::: EXTRACT TO READ
# What constitutes vintage around here ?



## Bubb (Jan 16, 2008)

I don't have anything really old,but I do have an early 70's SG II that I have set up for slide(due to the fact the frets are worn to the 'board).


----------



## Bubb (Jan 16, 2008)

I also have a LP copy that was made in '78/79 in the Matsumoku factory.


----------



## Bubb (Jan 16, 2008)

And my Asat turns 20 this year.


----------



## Kenmac (Jan 24, 2007)

Nice guitars Bubb. Is the 78-79 LP copy a Tokai or some other Japanese brand?


----------



## al3d (Oct 3, 2007)

Technicaly, when an instrument turns 20, it's starting it's life as a vintage instrument i've read. now if you bought a 99$ peice of wood with strings in 1988, naturally that does'nt make it a Vintage guitar..


----------



## jimmy c g (Jan 1, 2008)

to some Vintage would be more specific than age alone.Certain years being finer than others that are older but of less desirabilty due to quality.Some like Gearge Gruhn in particular make this point.I guess my 79 Les Paul is an old guitar but perhaps not vintage.Maybe a 1919 Gibson L1 is an old guitar where a 1924 L 5 is a vintage guitar,i am 52 and not vintage.I think it dont matter really cause Im sure whatever we call it older THINGS have a vibe and mystery thats appealing no matter what term describes them and terms are just words.


----------



## Bubb (Jan 16, 2008)

Kenmac said:


> Nice guitars Bubb. Is the 78-79 LP copy a Tokai or some other Japanese brand?


It's a Cutler,basically an Aria ,I bought it new back then,my first decent guitar.


----------



## dwagar (Mar 6, 2006)

'vintage' is a buzz word that means different things to different people and different years to different types of instruments.

With Les Pauls it generally refers to the '60 and older (and rare '61 Customs)

Other Gibsons it generally refers to pre-'65 - many changes happened in '65

However, the prices on the '70s Gibbys have been rising steadily, so they are probably close to earning the term. There's probably going to be a cut at the '75 change from mahogany to maple necks, neck tenon changes, etc. Lots of stuff was happening thoughout the '70s.
::::::
::: DATA LINES
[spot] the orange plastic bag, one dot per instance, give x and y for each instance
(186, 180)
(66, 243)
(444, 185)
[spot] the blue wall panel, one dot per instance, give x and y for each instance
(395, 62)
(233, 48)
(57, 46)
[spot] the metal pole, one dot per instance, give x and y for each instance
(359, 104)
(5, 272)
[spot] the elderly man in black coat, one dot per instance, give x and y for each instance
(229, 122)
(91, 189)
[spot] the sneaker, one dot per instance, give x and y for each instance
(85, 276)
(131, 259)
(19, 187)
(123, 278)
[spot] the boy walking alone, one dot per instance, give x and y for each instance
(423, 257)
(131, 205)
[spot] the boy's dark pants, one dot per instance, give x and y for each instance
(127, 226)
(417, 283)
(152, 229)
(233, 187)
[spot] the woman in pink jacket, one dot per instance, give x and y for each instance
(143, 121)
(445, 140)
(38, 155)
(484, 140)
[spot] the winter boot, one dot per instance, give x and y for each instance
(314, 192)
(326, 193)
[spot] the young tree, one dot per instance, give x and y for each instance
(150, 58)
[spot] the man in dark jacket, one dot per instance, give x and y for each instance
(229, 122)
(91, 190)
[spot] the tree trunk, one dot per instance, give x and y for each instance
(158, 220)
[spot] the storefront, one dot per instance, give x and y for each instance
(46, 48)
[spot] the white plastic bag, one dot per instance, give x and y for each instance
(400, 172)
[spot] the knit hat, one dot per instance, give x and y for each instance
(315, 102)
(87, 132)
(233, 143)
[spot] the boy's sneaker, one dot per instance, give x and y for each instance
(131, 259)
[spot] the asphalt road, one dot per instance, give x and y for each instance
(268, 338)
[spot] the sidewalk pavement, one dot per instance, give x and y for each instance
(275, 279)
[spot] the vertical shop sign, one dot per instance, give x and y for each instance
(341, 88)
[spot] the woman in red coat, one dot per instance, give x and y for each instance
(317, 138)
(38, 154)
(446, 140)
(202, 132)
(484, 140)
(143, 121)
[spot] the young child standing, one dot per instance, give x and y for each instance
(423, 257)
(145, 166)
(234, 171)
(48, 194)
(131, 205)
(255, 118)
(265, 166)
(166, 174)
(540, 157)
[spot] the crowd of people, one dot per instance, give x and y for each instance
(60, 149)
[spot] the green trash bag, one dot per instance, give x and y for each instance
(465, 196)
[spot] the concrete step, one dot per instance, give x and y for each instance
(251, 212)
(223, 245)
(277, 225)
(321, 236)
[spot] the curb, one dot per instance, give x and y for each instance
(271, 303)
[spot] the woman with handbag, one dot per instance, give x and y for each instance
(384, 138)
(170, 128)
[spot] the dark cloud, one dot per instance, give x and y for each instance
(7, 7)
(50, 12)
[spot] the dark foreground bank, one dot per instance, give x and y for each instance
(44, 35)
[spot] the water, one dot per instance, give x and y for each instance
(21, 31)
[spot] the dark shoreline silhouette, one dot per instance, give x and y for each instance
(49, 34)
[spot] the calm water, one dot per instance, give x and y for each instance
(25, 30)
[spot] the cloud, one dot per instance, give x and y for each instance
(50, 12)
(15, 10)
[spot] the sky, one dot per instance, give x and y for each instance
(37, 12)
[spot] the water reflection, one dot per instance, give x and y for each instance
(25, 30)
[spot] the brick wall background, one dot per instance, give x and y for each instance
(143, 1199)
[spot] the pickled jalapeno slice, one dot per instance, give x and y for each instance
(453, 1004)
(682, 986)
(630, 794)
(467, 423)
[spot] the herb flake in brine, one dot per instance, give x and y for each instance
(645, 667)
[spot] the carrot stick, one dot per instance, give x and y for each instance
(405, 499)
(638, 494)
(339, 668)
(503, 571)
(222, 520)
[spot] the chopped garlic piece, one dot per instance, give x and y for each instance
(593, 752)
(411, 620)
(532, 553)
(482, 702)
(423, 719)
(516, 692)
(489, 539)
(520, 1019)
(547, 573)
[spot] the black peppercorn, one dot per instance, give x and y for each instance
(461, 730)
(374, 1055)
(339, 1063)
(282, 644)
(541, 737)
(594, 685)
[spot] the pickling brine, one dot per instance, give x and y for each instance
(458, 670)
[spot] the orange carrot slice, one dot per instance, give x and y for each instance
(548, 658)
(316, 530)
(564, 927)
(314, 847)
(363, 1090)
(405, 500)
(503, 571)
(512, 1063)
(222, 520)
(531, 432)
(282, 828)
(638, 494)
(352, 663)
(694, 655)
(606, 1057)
::::::
PROBLEMS -
1) From the forum thread on vintage guitars, return the passage starting at "It's a Cutler,basically" and ending at "types of instruments.", copied word for word.
2) Name every user who posts in the forum thread on vintage guitars.

TASK RESPONSES -
1)
It's a Cutler,basically an Aria ,I bought it new back then,my first decent guitar.


----------



## dwagar (Mar 6, 2006)

'vintage' is a buzz word that means different things to different people and different years to different types of instruments.

2) Bubb, Kenmac, al3d, jimmy c g, dwagar